WHAT IS EXPECTED –
List each line from the entries below that includes the string "swan", copying every such line in full.

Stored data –

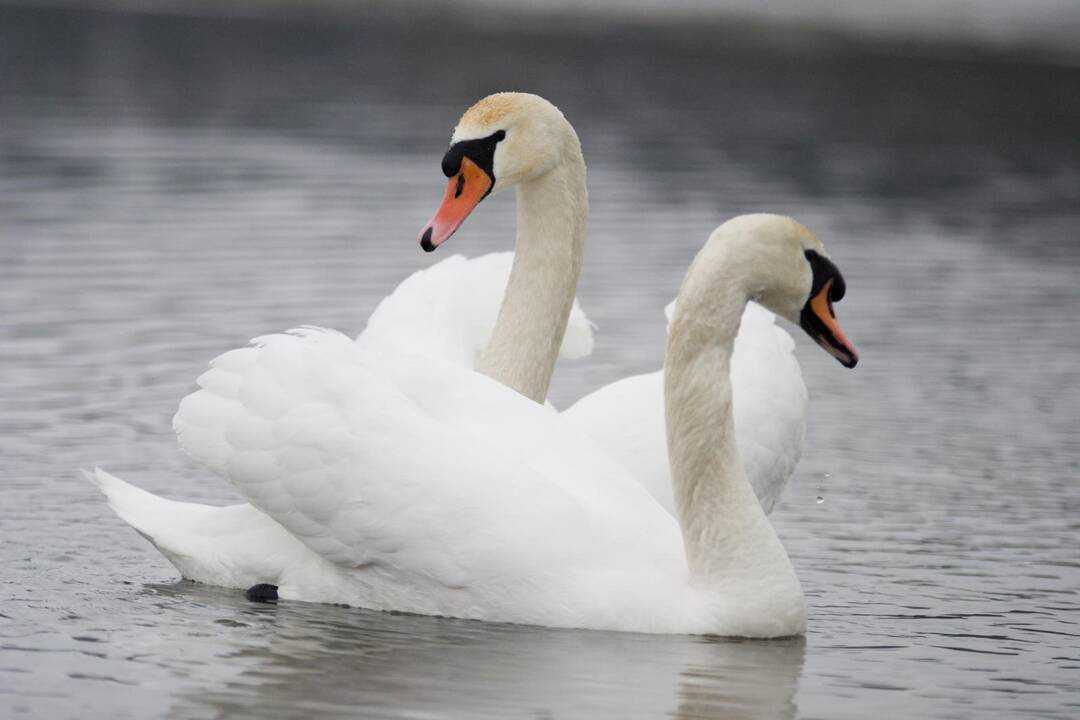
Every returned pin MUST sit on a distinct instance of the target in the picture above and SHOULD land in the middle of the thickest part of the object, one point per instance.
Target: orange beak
(819, 321)
(463, 192)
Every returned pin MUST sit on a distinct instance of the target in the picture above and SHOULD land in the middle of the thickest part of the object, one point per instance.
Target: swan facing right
(408, 483)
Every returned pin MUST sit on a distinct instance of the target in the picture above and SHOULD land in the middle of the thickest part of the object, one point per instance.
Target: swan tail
(232, 546)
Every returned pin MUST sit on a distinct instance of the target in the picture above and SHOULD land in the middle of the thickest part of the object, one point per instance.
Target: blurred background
(178, 177)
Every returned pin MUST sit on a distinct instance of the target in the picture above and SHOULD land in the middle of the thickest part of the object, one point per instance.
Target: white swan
(523, 140)
(418, 486)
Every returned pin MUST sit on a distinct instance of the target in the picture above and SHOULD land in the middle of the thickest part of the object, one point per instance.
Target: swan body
(423, 487)
(268, 379)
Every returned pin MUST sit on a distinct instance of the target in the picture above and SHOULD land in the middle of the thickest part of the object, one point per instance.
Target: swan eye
(481, 151)
(824, 271)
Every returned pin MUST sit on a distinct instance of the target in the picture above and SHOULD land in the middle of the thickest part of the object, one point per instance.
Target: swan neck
(725, 530)
(552, 213)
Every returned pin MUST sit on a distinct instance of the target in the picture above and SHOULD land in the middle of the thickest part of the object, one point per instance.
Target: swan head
(502, 140)
(787, 271)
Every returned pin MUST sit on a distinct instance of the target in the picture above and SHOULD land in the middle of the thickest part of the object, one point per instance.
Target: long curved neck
(725, 530)
(552, 212)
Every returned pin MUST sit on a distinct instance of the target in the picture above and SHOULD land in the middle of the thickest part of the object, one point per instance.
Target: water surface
(171, 187)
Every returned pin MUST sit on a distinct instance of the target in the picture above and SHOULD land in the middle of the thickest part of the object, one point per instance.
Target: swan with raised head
(523, 140)
(422, 487)
(447, 311)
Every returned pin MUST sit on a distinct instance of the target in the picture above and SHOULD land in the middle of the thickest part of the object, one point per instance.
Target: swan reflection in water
(323, 661)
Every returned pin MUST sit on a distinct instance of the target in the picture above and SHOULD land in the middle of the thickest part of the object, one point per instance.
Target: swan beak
(819, 321)
(463, 192)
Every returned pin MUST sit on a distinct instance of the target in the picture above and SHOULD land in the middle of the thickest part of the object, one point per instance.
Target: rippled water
(171, 187)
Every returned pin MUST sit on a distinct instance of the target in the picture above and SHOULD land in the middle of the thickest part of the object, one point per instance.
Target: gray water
(171, 187)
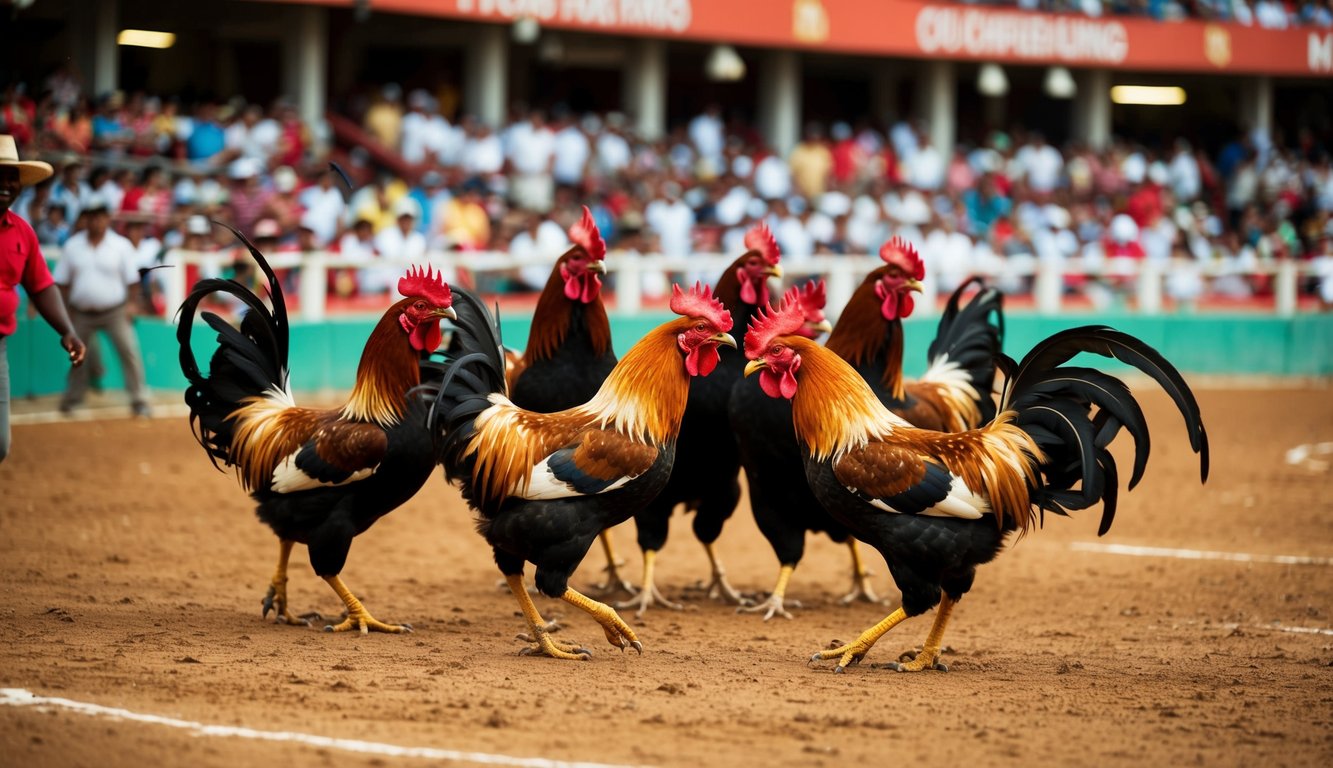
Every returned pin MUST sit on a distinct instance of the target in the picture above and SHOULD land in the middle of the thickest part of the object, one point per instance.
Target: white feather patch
(544, 484)
(289, 479)
(960, 503)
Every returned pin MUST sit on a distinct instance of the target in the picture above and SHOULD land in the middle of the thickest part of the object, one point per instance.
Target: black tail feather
(1073, 414)
(973, 336)
(247, 363)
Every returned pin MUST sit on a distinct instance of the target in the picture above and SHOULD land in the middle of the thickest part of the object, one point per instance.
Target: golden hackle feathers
(699, 302)
(835, 411)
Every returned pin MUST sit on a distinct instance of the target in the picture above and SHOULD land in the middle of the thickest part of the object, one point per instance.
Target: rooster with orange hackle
(936, 504)
(547, 484)
(320, 476)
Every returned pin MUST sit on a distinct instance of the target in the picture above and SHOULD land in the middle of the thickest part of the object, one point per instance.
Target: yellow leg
(540, 636)
(357, 618)
(719, 587)
(617, 632)
(615, 582)
(775, 603)
(648, 592)
(929, 655)
(860, 578)
(276, 598)
(853, 652)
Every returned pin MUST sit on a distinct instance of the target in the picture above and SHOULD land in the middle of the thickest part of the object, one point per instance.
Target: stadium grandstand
(1129, 155)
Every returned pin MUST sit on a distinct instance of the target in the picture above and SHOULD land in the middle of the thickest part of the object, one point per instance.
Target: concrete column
(1256, 104)
(305, 62)
(644, 90)
(105, 52)
(1092, 108)
(487, 75)
(780, 100)
(884, 94)
(937, 95)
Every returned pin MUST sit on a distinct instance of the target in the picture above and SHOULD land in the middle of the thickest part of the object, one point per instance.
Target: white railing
(841, 272)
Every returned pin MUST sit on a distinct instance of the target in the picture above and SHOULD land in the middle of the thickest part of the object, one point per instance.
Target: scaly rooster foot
(544, 646)
(775, 606)
(649, 596)
(916, 662)
(365, 623)
(276, 602)
(847, 655)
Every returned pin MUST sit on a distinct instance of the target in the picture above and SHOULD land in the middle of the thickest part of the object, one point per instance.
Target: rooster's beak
(724, 339)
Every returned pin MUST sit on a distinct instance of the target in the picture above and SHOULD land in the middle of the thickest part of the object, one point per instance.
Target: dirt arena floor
(133, 571)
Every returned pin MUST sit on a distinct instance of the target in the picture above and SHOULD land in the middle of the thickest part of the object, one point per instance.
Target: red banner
(915, 30)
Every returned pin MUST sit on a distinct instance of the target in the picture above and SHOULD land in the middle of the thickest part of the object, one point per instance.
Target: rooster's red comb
(769, 324)
(425, 284)
(903, 255)
(760, 240)
(587, 236)
(699, 302)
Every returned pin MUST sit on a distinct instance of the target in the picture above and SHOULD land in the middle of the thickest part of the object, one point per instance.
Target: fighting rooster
(707, 474)
(936, 504)
(569, 351)
(320, 478)
(547, 484)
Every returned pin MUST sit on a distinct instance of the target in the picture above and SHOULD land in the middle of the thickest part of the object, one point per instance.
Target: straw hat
(29, 171)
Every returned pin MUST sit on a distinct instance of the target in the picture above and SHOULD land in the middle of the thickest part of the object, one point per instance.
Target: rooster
(935, 504)
(953, 394)
(569, 351)
(707, 475)
(320, 478)
(547, 484)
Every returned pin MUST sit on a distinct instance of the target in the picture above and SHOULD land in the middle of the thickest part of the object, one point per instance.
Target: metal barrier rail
(841, 272)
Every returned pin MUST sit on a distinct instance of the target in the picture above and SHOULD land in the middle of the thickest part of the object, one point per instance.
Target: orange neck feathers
(860, 335)
(645, 392)
(388, 370)
(553, 316)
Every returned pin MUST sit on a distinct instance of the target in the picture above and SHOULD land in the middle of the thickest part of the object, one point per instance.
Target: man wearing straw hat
(21, 264)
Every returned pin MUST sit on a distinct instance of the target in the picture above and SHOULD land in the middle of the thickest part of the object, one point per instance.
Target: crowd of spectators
(1268, 14)
(1001, 204)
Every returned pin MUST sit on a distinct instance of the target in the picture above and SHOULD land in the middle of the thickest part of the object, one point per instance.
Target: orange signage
(916, 30)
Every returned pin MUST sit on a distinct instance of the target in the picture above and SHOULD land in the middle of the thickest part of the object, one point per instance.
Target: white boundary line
(1197, 554)
(21, 698)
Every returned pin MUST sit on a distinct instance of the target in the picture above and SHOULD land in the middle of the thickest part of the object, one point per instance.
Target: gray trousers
(4, 400)
(117, 327)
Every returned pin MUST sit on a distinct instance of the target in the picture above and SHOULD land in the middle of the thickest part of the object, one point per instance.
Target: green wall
(324, 355)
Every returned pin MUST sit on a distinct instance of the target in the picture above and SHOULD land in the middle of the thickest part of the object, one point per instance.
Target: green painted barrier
(325, 355)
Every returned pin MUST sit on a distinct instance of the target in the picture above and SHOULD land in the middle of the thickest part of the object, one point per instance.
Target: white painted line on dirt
(1197, 554)
(20, 698)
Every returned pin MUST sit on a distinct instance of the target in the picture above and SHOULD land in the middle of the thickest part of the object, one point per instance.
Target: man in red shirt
(21, 264)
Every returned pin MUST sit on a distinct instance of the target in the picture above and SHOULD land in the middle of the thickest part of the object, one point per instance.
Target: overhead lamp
(145, 39)
(724, 63)
(525, 30)
(992, 82)
(1060, 83)
(1148, 95)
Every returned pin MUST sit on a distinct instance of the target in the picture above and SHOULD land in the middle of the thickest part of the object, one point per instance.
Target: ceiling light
(1149, 95)
(992, 82)
(145, 39)
(724, 63)
(1060, 83)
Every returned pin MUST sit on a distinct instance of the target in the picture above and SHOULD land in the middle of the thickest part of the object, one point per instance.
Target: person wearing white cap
(21, 263)
(99, 276)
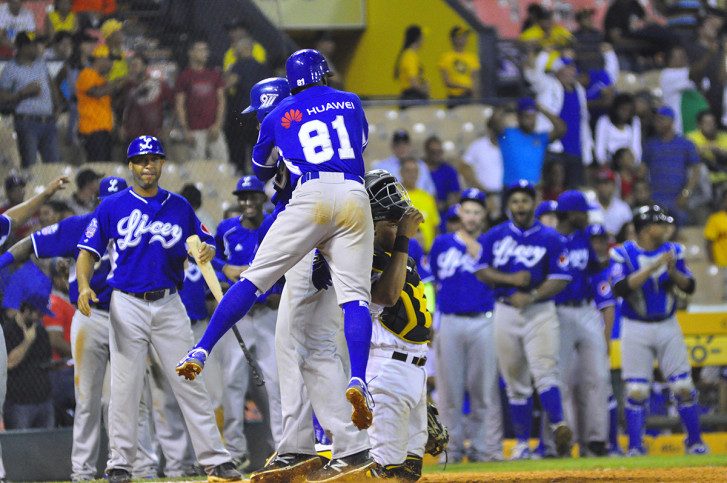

RESULT FOR THIS EXERCISE –
Target: swan facing right
Target: swan tail
Target: white swan
Target: swan body
Target: swan eye
Target: swan neck
Target: swan head
Target: swan with raised head
Target: swan reflection in water
Target: swan beak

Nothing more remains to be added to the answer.